STATED TASK:
Reproduce every line of the items below without changing a character, and leave the pictures out of your copy.

════

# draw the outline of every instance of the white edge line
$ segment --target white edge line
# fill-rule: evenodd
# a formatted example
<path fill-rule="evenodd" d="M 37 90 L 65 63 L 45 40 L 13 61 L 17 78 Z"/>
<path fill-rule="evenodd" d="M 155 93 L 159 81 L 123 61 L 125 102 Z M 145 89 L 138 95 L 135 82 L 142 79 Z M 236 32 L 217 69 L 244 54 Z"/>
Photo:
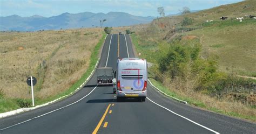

════

THE OUTPUT:
# draw the outline of every instance of the white edge line
$ segment --target white edge line
# fill-rule: evenodd
# a formatted example
<path fill-rule="evenodd" d="M 37 90 L 65 63 L 45 40 L 13 61 L 17 78 Z"/>
<path fill-rule="evenodd" d="M 155 93 L 159 81 L 123 61 L 125 102 Z M 145 89 L 138 95 L 135 82 L 142 79 Z M 236 32 L 217 69 L 244 54 Z"/>
Photo:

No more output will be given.